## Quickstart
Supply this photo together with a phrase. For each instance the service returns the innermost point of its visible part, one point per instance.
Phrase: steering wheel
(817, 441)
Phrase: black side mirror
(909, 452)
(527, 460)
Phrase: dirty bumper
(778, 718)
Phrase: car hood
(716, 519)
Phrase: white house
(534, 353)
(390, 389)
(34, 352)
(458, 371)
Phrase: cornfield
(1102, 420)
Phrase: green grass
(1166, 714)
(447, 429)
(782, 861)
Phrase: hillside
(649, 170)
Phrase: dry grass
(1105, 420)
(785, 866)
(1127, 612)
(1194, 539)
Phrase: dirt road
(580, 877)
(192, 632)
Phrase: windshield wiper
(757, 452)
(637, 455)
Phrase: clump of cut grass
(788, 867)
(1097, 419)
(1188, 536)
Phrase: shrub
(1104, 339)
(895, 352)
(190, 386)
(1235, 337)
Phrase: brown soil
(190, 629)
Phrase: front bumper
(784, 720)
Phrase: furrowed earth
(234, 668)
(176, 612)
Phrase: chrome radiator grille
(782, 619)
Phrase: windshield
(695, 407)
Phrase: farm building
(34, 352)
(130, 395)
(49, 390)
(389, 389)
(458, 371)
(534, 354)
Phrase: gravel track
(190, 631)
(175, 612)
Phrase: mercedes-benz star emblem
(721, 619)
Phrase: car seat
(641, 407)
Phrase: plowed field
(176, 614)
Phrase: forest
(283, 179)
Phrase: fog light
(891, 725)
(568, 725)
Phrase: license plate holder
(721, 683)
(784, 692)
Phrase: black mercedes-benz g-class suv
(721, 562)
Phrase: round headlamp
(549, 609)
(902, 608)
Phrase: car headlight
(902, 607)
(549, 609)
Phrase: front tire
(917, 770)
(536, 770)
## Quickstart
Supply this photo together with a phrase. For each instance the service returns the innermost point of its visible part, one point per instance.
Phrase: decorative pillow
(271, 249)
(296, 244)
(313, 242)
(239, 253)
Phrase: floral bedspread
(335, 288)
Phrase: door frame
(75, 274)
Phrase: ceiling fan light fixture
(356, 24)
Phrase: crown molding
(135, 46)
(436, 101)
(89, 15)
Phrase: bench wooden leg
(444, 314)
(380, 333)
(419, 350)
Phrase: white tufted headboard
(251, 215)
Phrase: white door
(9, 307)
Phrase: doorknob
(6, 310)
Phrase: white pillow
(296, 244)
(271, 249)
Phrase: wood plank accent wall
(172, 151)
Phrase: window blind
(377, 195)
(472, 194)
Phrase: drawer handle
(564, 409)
★ ★ ★ ★ ★
Each entry must appear again in the answer exactly as written.

## Quickstart
Supply this photo together with a phrase. For each instance the service returns the innermost point of its visible part, one point per instance.
Phrase: steering wheel
(817, 441)
Phrase: black side mirror
(909, 452)
(527, 460)
Phrase: dirty bumper
(778, 718)
Phrase: car hood
(716, 519)
Phrase: white house
(534, 353)
(390, 389)
(34, 352)
(458, 371)
Phrase: cornfield
(1102, 420)
Phrase: green grass
(1166, 714)
(447, 429)
(782, 861)
Phrase: hillside
(649, 170)
Phrase: dry grass
(1105, 420)
(785, 866)
(1127, 612)
(1194, 539)
Phrase: dirt road
(580, 877)
(192, 632)
Phrase: windshield wiper
(757, 452)
(637, 455)
Phrase: clump of cut grass
(788, 867)
(1097, 419)
(1188, 536)
Phrase: shrub
(1104, 339)
(895, 352)
(190, 386)
(1235, 337)
Phrase: brown soil
(190, 629)
Phrase: front bumper
(784, 720)
Phrase: furrowed earth
(234, 668)
(176, 612)
Phrase: chrome radiator grille
(782, 619)
Phrase: windshield
(695, 407)
Phrase: farm building
(34, 352)
(130, 395)
(49, 390)
(389, 389)
(458, 371)
(534, 354)
Phrase: gravel track
(190, 631)
(175, 612)
Phrase: mercedes-benz star emblem
(721, 619)
Phrase: car seat
(641, 407)
Phrase: plowed field
(176, 614)
Phrase: forest
(283, 179)
Phrase: fog light
(891, 725)
(568, 725)
Phrase: license plate holder
(721, 683)
(784, 692)
Phrase: black mercedes-benz g-class suv
(721, 562)
Phrase: round headlamp
(549, 609)
(902, 608)
Phrase: car headlight
(902, 607)
(549, 609)
Phrase: front tire
(917, 770)
(536, 770)
## Quickstart
Supply this photo together with a phrase. For each instance the service returns the innermost point of its visible part, one point per instance.
Phrase: decorative pillow
(271, 249)
(296, 244)
(313, 242)
(239, 253)
Phrase: floral bedspread
(335, 288)
Phrase: door frame
(75, 274)
Phrase: ceiling fan light fixture
(356, 24)
Phrase: crown molding
(135, 46)
(436, 101)
(89, 15)
Phrase: bench wooden leg
(444, 314)
(380, 333)
(419, 350)
Phrase: white tufted headboard
(251, 215)
Phrase: white door
(9, 307)
Phrase: doorknob
(6, 310)
Phrase: white pillow
(296, 244)
(271, 249)
Phrase: wood plank accent wall
(172, 151)
Phrase: window blind
(377, 195)
(472, 194)
Phrase: drawer handle
(564, 409)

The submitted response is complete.